*Exercise details*: Continue the news article below about the Friends of the Poor Run/Walk benefiting the Society of St. Vincent de Paul Juneau, starting after its final sentence.

*Quoted passage*:
=====

The good news is they’re hosting their annual fundraiser in a new parking lot. The not-as-good-as-it-sounds news is a fire escape to a housing unit there is in such a condition a bear visiting several days ago was unable to climb its stairs.
The 12th annual Friends of the Poor Run/Walk is scheduled Saturday beginning at 9 a.m. to benefit the Society of St. Vincent de Paul Juneau. Events include a 5K race from the FAA building to the Airport Dike Trail at 9 a.m., and a walk beginning at at 10 a.m. from Vincent de Paul’s thrift store at 9151 Glacier Highway to the organization’s Teal Street shelter, where refreshments will be served in the parking lot and tours offered of the housing and other facilities there.
The race fee for adults is $25 and donations will be accepted at other events, with the organization planning to use half of the proceeds as aid for residents and half for a series of building projects that are at mid-stage, said Executive Director Dave Ringle. He’s also hoping the event will revive interest among residents about getting involved in helping with situations that have become more difficult during past year.
“What we really need to do is get people back into volunteering,” he said Wednesday, noting involvement declined due to the COVID-19 pandemic and because many current volunteers are getting older.
The Teal Street complex — which has 57 of St. Vincent’s 101 local low-income residential units — including family, senior and short-term shelter housing, plus other facilities such as a free store — is a mixture of renovated and outdated infrastructure. Some flooring is new while other sections need replacing, as is the case with kitchen items. The parking lot was repaved during the past year, but a fire escape from the second-floor housing units needs handrail repairs and other improvements (even if the narrowness kept a bear away).
Ringle said there was a deferred maintenance list totalling about $2 million for St. Vincent’s facilities in Juneau, and so far they are about halfway through the list. Much of the funds are coming from sales at the thrift store, as well as government and other grants.
“Eventually, the goal is to have enough money coming from the thrift store to maintain the buildings with a little bit for rent,” he said. Despite the hardships of the pandemic, so far “people have been more generous than we thought.”

=====

*Extracted entries*:
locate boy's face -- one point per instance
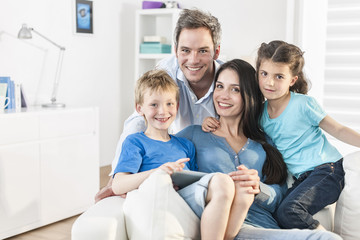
(159, 109)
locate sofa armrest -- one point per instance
(105, 220)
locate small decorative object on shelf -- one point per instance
(155, 47)
(156, 4)
(25, 33)
(11, 94)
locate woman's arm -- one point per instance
(339, 131)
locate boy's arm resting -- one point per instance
(126, 182)
(339, 131)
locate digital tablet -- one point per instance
(186, 177)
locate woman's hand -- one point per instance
(247, 178)
(210, 124)
(171, 167)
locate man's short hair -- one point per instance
(193, 19)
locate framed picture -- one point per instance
(84, 16)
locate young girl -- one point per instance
(294, 122)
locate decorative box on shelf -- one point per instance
(151, 47)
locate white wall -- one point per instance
(98, 69)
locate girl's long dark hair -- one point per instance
(274, 168)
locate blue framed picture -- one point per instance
(84, 16)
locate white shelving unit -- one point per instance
(150, 22)
(49, 166)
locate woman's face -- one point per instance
(227, 97)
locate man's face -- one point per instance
(195, 53)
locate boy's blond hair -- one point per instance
(154, 81)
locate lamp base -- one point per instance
(53, 105)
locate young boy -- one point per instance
(157, 100)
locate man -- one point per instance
(197, 47)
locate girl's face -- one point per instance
(227, 96)
(275, 79)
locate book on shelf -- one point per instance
(154, 39)
(15, 93)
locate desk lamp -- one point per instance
(25, 33)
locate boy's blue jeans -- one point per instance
(310, 193)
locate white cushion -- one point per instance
(104, 220)
(156, 211)
(347, 214)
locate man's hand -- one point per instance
(210, 124)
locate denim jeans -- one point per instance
(310, 193)
(248, 232)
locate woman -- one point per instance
(239, 147)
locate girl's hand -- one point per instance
(210, 124)
(247, 178)
(171, 167)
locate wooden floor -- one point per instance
(60, 230)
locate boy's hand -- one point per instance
(247, 178)
(210, 124)
(171, 167)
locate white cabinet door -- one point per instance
(70, 173)
(19, 187)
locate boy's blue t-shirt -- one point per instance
(297, 135)
(141, 153)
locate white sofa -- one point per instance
(105, 220)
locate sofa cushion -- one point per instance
(347, 214)
(156, 211)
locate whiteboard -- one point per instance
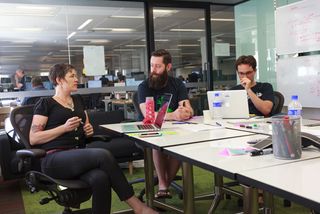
(300, 76)
(298, 27)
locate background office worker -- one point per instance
(158, 83)
(260, 95)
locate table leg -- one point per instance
(218, 192)
(250, 200)
(268, 203)
(188, 189)
(149, 181)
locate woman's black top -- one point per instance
(58, 115)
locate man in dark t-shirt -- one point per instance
(157, 84)
(260, 95)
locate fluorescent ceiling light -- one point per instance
(31, 29)
(93, 40)
(71, 35)
(128, 17)
(156, 40)
(118, 49)
(16, 46)
(114, 29)
(219, 20)
(15, 51)
(28, 11)
(84, 24)
(188, 45)
(186, 30)
(135, 45)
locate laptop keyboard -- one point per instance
(142, 127)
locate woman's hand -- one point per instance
(88, 129)
(72, 123)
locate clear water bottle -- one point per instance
(150, 114)
(294, 107)
(217, 106)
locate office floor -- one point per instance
(11, 201)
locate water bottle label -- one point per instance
(294, 112)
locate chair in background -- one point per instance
(74, 192)
(278, 103)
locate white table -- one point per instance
(296, 181)
(206, 155)
(174, 135)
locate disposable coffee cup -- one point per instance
(286, 137)
(207, 118)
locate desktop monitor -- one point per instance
(94, 84)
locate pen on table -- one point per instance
(261, 152)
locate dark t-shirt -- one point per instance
(175, 87)
(58, 115)
(263, 90)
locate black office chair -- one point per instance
(75, 191)
(278, 103)
(140, 117)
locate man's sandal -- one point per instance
(162, 194)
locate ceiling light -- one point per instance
(128, 17)
(156, 40)
(114, 29)
(31, 29)
(188, 45)
(218, 20)
(71, 35)
(16, 46)
(135, 45)
(118, 49)
(84, 24)
(186, 30)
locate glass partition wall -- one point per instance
(109, 38)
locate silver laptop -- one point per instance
(136, 128)
(234, 103)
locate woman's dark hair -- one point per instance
(163, 53)
(59, 71)
(247, 60)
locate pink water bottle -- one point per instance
(150, 115)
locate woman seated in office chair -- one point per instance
(59, 126)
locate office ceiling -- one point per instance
(36, 39)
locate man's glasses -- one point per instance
(246, 73)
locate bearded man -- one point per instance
(158, 83)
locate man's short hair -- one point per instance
(59, 71)
(163, 53)
(247, 60)
(36, 81)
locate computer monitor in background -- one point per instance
(5, 80)
(94, 84)
(138, 75)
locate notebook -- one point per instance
(234, 103)
(136, 128)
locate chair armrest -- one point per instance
(31, 153)
(104, 138)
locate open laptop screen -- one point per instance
(234, 103)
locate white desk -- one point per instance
(297, 181)
(206, 155)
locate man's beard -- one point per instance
(158, 81)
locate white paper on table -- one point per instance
(198, 127)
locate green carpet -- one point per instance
(203, 184)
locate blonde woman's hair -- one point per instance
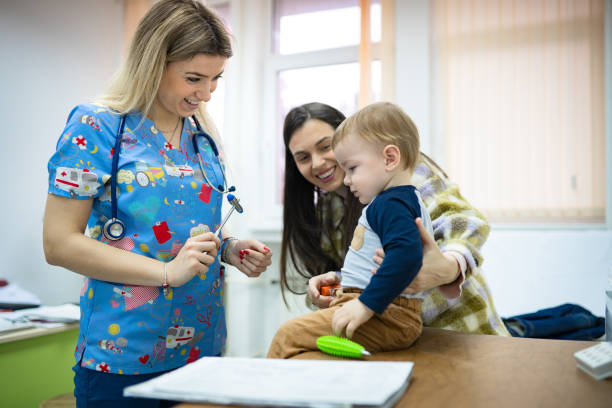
(383, 123)
(172, 30)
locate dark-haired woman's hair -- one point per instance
(302, 226)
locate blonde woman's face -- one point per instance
(310, 146)
(185, 84)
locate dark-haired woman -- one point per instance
(319, 218)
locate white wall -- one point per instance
(55, 54)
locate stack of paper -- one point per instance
(303, 383)
(12, 296)
(44, 316)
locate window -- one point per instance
(216, 105)
(316, 58)
(521, 101)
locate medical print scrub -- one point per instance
(163, 199)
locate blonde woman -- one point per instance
(142, 171)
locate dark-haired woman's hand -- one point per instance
(314, 288)
(251, 257)
(437, 269)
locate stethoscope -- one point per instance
(114, 229)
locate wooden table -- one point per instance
(467, 370)
(36, 364)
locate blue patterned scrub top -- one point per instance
(163, 200)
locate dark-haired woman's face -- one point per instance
(310, 146)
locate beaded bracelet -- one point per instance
(225, 248)
(165, 284)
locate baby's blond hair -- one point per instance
(383, 123)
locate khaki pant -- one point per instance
(397, 328)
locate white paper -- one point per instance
(66, 313)
(310, 383)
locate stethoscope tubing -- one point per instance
(114, 229)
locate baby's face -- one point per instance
(364, 167)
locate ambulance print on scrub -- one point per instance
(178, 171)
(179, 335)
(76, 181)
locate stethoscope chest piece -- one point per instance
(114, 229)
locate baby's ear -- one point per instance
(392, 155)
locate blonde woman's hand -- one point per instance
(437, 269)
(314, 288)
(194, 258)
(251, 257)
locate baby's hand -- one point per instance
(350, 316)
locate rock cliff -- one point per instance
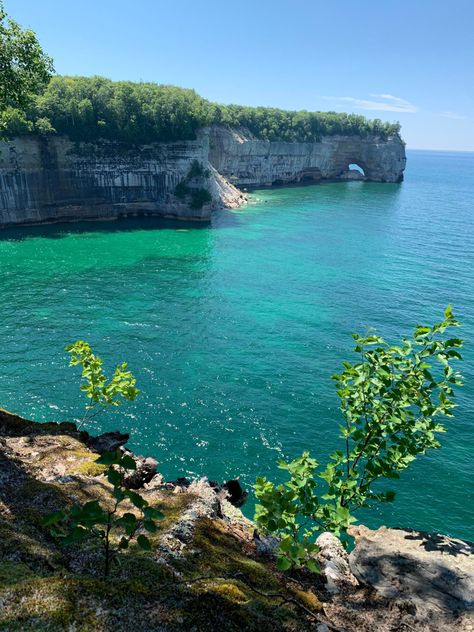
(248, 161)
(207, 569)
(52, 179)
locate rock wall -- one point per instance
(52, 179)
(248, 161)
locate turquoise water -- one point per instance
(234, 329)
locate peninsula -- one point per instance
(91, 148)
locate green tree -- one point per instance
(101, 392)
(114, 528)
(391, 402)
(24, 68)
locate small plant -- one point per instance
(390, 402)
(181, 190)
(115, 530)
(199, 197)
(196, 170)
(100, 392)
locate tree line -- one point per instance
(89, 108)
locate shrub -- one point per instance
(114, 529)
(101, 393)
(390, 402)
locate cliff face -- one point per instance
(248, 161)
(207, 568)
(51, 179)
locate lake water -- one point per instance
(234, 329)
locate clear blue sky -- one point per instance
(406, 60)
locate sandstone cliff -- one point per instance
(51, 179)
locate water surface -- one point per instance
(234, 329)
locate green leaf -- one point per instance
(283, 563)
(114, 477)
(109, 458)
(53, 518)
(136, 499)
(144, 543)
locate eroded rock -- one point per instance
(431, 575)
(334, 562)
(108, 441)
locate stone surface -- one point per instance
(146, 470)
(108, 441)
(51, 179)
(334, 563)
(432, 575)
(247, 161)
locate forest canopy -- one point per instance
(89, 108)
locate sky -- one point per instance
(410, 61)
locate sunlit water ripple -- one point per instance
(234, 329)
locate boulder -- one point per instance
(333, 560)
(431, 574)
(146, 470)
(107, 442)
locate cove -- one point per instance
(234, 329)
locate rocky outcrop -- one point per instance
(208, 569)
(248, 161)
(52, 179)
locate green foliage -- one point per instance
(24, 68)
(199, 197)
(182, 190)
(89, 108)
(115, 530)
(100, 392)
(391, 401)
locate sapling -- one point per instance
(391, 402)
(101, 392)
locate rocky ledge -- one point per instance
(208, 569)
(46, 179)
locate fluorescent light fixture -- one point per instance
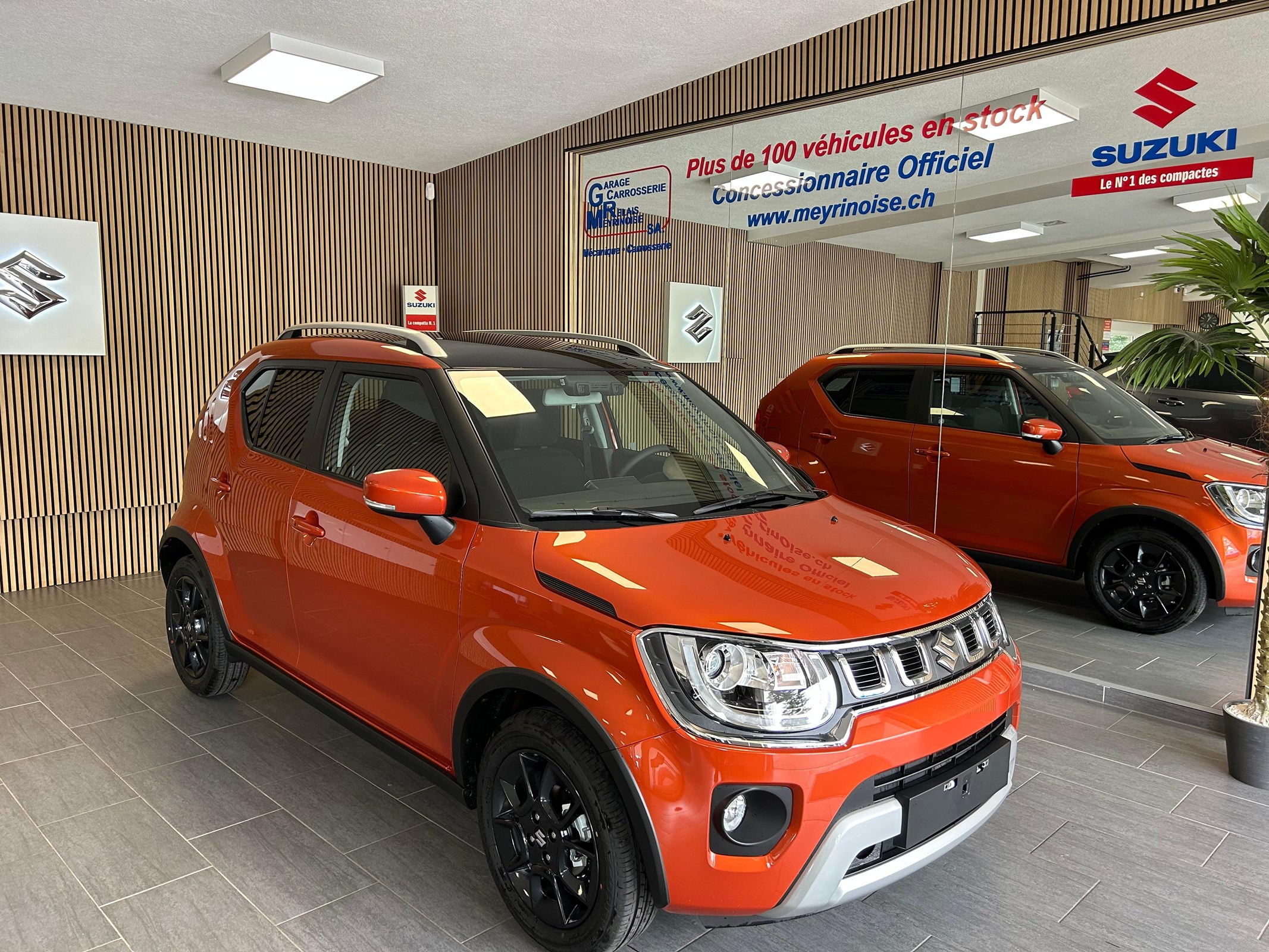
(1007, 233)
(1014, 115)
(1217, 198)
(297, 69)
(1140, 253)
(751, 181)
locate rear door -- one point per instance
(976, 481)
(861, 425)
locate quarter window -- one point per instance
(384, 423)
(278, 411)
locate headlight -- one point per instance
(1240, 502)
(742, 687)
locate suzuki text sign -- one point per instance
(422, 306)
(51, 286)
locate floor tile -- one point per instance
(64, 784)
(196, 715)
(263, 752)
(24, 636)
(446, 812)
(122, 850)
(374, 765)
(43, 908)
(30, 730)
(137, 741)
(283, 866)
(340, 806)
(1096, 772)
(99, 644)
(300, 718)
(459, 894)
(199, 795)
(47, 665)
(374, 920)
(199, 913)
(88, 700)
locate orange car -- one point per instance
(564, 582)
(1026, 459)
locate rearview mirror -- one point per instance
(1046, 432)
(411, 494)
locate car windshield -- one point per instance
(644, 444)
(1111, 412)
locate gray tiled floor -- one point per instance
(131, 809)
(1056, 626)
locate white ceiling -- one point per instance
(462, 78)
(1031, 176)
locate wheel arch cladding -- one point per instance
(497, 695)
(1123, 517)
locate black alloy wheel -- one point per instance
(1146, 581)
(543, 840)
(188, 634)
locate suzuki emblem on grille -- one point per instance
(947, 653)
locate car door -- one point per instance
(376, 603)
(977, 483)
(861, 425)
(249, 502)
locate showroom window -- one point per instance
(384, 423)
(280, 424)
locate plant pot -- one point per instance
(1246, 747)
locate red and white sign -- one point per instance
(422, 306)
(1167, 177)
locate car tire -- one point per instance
(197, 635)
(1145, 579)
(536, 774)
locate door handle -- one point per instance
(308, 526)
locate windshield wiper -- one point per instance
(603, 513)
(757, 498)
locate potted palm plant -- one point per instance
(1234, 272)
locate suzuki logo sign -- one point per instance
(51, 299)
(24, 293)
(693, 322)
(1165, 102)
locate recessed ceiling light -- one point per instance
(297, 69)
(1007, 233)
(1217, 198)
(753, 179)
(1140, 253)
(1014, 115)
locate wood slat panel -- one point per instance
(208, 248)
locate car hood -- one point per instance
(1204, 460)
(824, 570)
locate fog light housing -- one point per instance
(749, 821)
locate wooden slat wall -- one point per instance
(208, 248)
(509, 250)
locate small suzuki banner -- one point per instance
(1196, 174)
(421, 305)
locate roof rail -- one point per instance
(623, 346)
(929, 349)
(413, 339)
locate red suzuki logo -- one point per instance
(1167, 102)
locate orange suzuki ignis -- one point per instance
(564, 582)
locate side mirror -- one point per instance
(1046, 432)
(411, 494)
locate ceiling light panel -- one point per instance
(1005, 233)
(297, 69)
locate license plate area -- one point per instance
(941, 801)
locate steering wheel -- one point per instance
(643, 455)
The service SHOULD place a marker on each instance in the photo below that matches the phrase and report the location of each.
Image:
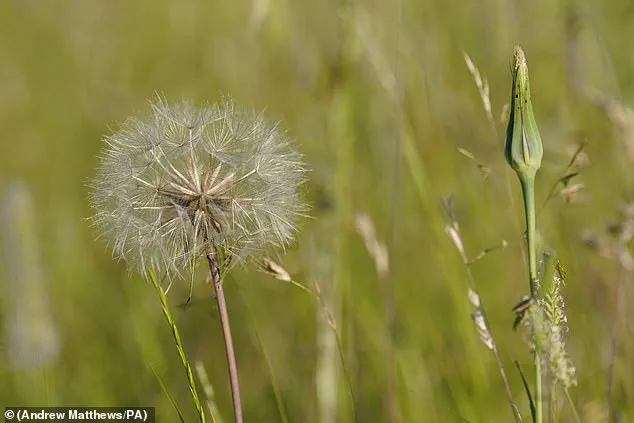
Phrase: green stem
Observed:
(572, 406)
(528, 191)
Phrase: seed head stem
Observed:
(226, 332)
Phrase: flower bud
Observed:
(523, 149)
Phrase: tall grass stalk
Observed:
(179, 348)
(453, 230)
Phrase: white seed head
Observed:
(188, 181)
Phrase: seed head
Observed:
(188, 181)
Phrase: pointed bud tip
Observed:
(519, 58)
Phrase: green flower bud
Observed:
(523, 149)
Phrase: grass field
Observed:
(381, 103)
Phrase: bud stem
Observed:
(226, 332)
(528, 192)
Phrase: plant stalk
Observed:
(528, 192)
(226, 332)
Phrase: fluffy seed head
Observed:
(188, 181)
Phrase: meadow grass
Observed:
(379, 99)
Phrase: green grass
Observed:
(378, 97)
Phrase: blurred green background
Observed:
(379, 99)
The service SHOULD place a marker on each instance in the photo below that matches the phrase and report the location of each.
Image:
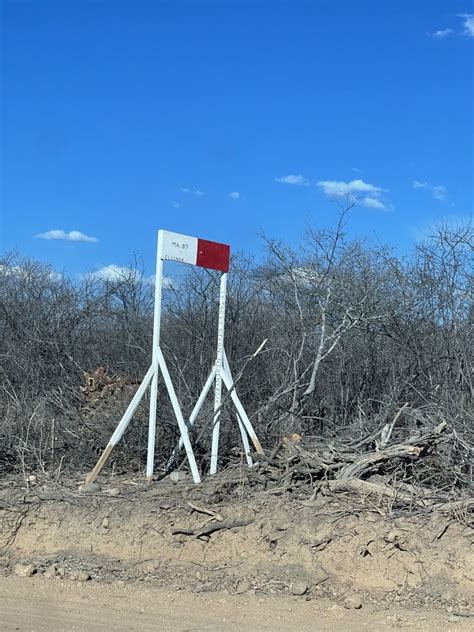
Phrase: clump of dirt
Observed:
(218, 536)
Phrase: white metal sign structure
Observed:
(214, 256)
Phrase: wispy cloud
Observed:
(72, 235)
(467, 28)
(195, 192)
(359, 191)
(339, 188)
(298, 180)
(439, 192)
(443, 33)
(371, 202)
(468, 23)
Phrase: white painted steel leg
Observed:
(156, 344)
(219, 365)
(132, 407)
(179, 416)
(245, 441)
(241, 412)
(195, 412)
(243, 432)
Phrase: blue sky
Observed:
(120, 118)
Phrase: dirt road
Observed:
(39, 605)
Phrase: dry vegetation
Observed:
(369, 358)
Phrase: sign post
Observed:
(214, 256)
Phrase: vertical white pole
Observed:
(219, 364)
(243, 432)
(155, 364)
(179, 417)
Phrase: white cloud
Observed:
(468, 23)
(73, 235)
(195, 192)
(299, 180)
(371, 202)
(439, 192)
(443, 33)
(339, 188)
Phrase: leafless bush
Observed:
(353, 333)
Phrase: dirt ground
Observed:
(40, 605)
(126, 556)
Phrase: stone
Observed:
(319, 576)
(352, 603)
(50, 572)
(393, 536)
(242, 587)
(113, 491)
(24, 570)
(299, 588)
(89, 488)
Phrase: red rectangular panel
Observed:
(213, 255)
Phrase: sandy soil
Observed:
(128, 556)
(39, 605)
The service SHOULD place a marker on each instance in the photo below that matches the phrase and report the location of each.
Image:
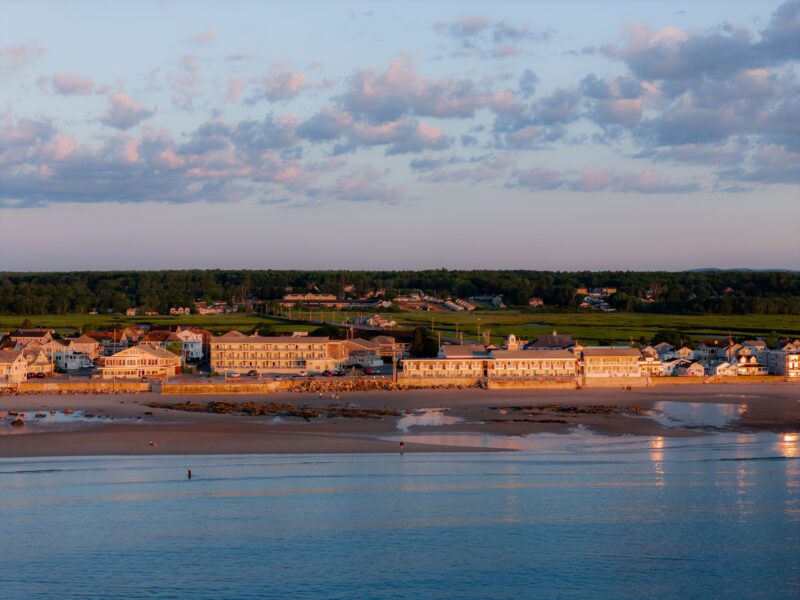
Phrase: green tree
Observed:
(423, 344)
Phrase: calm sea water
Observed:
(575, 516)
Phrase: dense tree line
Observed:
(722, 292)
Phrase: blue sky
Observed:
(548, 135)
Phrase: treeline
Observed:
(723, 292)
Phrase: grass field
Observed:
(586, 327)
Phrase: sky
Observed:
(399, 135)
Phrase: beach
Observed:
(124, 425)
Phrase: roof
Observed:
(534, 354)
(84, 339)
(464, 351)
(29, 333)
(9, 356)
(599, 351)
(235, 337)
(560, 340)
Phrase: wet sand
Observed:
(767, 407)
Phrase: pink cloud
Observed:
(67, 84)
(594, 178)
(235, 88)
(282, 84)
(204, 37)
(124, 112)
(16, 57)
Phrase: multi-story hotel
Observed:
(236, 352)
(611, 362)
(141, 361)
(534, 365)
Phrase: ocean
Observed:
(571, 516)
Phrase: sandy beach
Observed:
(124, 425)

=====

*Task output*:
Then there’s just letting people know what housing, services and assistance is available from the local chapter of St. Vincent de Paul, since its website was last updated two years ago due to the pandemic disrupting plans.
“We’re the best-kept secret in town,” Ringle said, referring to services currently being offered local residents may not know about.
Ringle became the organization’s executive director in February of 2020 and thus was immediately confronted with the vast difficulties posed by the pandemic. But in some ways it’s the “recovery” period — including the end of an eviction moratorium this year – that is posing the biggest challenges.
“The peak of the housing crisis happened this spring and summer,” he said.
All of the organization’s housing units throughout Juneau are occupied, but some progress is being made on addressing the backlog such as the 24 senior housing units at Teal Street, Ringle said.
“I was given a waiting list of 92,” he said. “It was down to 10 last year.”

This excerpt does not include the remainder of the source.